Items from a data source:
■ ■ ■ ■ ■ ■ ■
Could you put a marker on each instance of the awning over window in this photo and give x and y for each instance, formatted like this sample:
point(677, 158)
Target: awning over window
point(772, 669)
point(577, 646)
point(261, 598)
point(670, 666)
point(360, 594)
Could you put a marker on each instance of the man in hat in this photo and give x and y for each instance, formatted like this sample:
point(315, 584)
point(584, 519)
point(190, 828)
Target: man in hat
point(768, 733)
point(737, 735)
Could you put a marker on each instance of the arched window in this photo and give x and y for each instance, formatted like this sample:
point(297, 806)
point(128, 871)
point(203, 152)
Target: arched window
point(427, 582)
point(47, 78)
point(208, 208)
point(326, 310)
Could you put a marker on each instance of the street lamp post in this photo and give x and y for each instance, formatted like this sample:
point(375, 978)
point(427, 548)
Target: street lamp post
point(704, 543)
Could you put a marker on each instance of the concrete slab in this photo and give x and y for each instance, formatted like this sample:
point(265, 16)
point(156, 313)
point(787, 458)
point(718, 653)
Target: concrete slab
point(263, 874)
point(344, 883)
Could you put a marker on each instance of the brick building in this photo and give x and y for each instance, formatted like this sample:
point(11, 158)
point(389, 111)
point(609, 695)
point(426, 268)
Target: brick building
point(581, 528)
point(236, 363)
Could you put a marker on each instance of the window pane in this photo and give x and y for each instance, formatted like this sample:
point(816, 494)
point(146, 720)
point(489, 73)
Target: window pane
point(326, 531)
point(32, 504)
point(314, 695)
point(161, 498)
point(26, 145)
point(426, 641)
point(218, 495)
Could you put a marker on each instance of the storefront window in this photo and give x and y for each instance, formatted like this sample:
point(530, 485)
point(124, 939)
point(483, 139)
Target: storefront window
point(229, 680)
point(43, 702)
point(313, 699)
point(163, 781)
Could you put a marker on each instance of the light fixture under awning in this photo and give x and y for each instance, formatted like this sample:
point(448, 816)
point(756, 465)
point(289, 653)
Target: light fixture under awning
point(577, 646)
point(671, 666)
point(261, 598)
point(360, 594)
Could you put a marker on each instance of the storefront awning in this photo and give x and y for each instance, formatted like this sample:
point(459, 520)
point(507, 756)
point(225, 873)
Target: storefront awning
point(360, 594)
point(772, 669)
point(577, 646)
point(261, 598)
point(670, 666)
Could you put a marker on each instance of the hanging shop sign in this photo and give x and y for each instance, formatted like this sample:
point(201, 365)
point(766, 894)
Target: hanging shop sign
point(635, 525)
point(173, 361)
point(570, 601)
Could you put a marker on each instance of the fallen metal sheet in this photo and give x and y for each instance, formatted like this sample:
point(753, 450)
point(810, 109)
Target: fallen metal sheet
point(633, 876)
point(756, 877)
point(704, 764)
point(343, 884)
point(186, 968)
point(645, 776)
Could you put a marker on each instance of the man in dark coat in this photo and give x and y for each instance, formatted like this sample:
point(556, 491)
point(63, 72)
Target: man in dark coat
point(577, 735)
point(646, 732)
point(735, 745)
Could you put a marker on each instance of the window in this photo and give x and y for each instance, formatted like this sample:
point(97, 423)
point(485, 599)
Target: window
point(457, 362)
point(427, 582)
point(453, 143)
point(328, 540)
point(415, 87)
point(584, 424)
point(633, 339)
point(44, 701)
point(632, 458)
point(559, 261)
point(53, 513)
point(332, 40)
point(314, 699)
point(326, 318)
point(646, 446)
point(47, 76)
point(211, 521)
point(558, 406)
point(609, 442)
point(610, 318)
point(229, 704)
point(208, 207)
■ ■ ■ ■ ■ ■ ■
■ WHAT YOU WILL DO: Only one stretch of the data above is needed. Restate it word for word, from the line containing "point(289, 653)" through the line containing "point(485, 599)", both ends included.

■ RESPONSE BOX:
point(289, 653)
Target: light fixture under awning
point(577, 646)
point(671, 666)
point(261, 598)
point(360, 594)
Could you put a marker on each instance of the storefront awning in this photo and give x and y for each instance, formatted like this sample:
point(459, 520)
point(507, 756)
point(225, 873)
Target: storefront awning
point(360, 594)
point(772, 669)
point(577, 646)
point(261, 598)
point(670, 666)
Could you put a marker on each instance of the hanging shop sign in this photo and give x and y for each instance, formatted like this sample:
point(201, 365)
point(766, 894)
Target: hanging shop sign
point(635, 525)
point(173, 361)
point(570, 601)
Could you put a marker on each instance of the fallen metal sheet in this photo and give x and y for each instance, formatted like this sample:
point(753, 450)
point(810, 109)
Target: fallen metal sheet
point(633, 876)
point(756, 877)
point(704, 764)
point(343, 884)
point(186, 968)
point(645, 776)
Could you put a marker on each instance of the man in dark coat in this photo and give x and y for each instance, formatted like this sample:
point(556, 491)
point(63, 72)
Target: man in dark coat
point(577, 735)
point(646, 732)
point(735, 745)
Could you put a marker on each instance of the window in this photo and give x and y for each instance, formatted like this sample:
point(97, 423)
point(485, 599)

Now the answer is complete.